_Aim of the task_. Report how many lines of the items below contain the word "green", counting only matches with the same case. Reply with the number alone.

_Material shown_.
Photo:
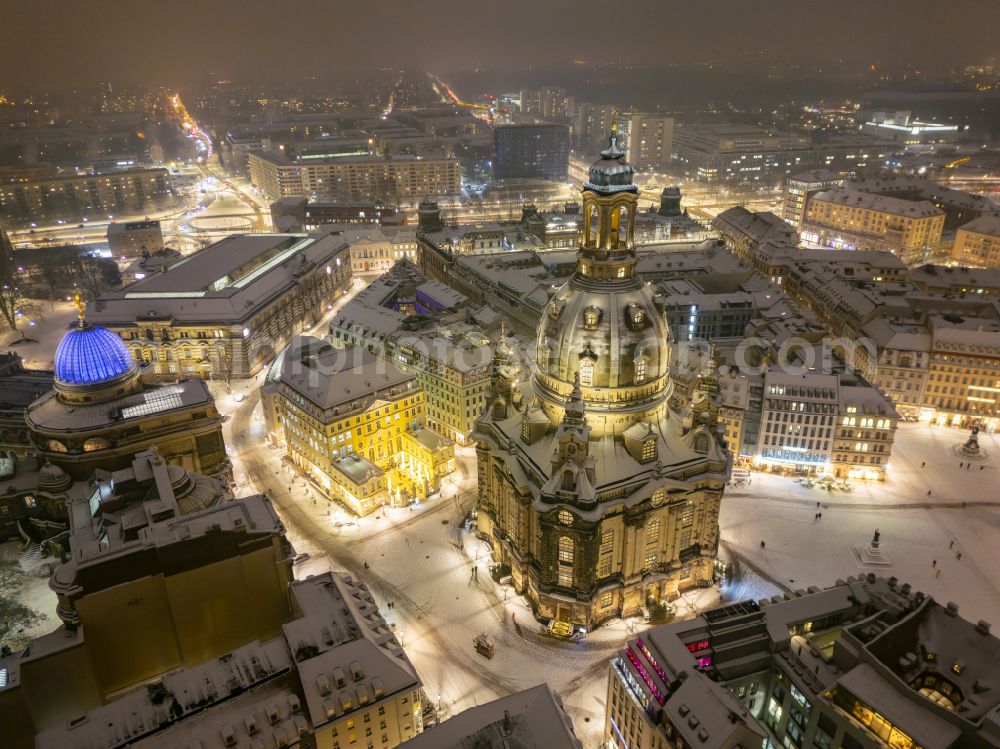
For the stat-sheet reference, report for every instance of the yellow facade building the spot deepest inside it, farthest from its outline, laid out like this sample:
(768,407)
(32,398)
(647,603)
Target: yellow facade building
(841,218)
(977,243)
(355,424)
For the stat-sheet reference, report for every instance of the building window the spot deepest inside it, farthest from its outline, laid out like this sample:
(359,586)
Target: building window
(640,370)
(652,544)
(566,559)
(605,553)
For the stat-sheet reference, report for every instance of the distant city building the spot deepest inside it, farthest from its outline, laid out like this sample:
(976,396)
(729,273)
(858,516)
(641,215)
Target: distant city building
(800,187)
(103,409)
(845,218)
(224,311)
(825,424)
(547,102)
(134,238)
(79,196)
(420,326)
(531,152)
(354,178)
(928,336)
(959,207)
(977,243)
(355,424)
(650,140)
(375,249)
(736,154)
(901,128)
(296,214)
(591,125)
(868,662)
--
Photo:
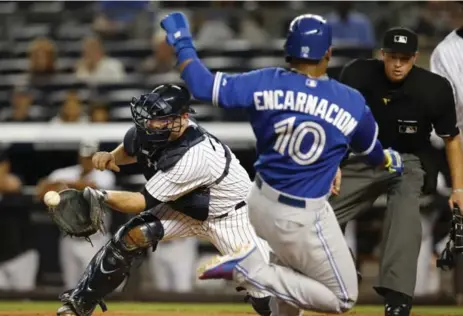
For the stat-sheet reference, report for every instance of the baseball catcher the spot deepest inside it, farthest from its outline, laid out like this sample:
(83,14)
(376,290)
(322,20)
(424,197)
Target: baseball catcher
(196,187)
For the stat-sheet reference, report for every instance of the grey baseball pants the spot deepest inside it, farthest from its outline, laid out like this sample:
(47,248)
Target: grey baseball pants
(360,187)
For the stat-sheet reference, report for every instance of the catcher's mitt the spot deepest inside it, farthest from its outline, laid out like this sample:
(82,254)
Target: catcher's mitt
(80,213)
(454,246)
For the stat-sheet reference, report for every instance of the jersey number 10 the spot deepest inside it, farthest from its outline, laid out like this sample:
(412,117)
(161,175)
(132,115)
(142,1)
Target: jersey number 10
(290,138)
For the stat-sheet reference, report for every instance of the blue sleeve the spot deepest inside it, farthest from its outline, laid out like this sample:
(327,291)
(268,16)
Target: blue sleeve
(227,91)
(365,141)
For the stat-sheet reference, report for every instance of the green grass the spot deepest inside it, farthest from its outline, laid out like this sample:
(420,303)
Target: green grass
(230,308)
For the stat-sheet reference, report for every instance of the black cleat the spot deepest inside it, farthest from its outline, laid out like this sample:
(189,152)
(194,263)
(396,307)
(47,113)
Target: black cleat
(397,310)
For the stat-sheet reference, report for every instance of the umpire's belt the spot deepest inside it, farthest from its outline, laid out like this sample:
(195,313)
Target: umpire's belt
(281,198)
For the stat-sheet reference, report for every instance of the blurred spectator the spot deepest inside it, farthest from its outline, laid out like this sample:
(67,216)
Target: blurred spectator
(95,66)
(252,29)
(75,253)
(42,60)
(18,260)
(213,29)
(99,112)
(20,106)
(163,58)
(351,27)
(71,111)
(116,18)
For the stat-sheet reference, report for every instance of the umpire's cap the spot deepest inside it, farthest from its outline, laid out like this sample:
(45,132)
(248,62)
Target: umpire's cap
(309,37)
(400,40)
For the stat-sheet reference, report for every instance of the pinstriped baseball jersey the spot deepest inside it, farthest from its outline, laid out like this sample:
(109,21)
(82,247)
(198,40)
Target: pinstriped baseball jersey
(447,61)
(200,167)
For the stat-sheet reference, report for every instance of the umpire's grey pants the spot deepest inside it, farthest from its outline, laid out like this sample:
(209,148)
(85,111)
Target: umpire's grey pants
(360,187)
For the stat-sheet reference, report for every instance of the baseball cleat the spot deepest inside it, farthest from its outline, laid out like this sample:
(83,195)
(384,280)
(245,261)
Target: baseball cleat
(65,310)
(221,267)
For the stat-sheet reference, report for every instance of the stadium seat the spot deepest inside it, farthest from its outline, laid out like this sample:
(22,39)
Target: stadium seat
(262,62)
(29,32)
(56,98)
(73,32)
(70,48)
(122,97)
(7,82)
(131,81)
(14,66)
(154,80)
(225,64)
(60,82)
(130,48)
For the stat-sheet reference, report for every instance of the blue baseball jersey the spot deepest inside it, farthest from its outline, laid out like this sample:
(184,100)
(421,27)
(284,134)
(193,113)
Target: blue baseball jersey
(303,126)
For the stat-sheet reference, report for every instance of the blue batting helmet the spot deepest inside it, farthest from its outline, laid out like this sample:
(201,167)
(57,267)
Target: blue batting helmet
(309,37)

_Solution to this exercise_. 2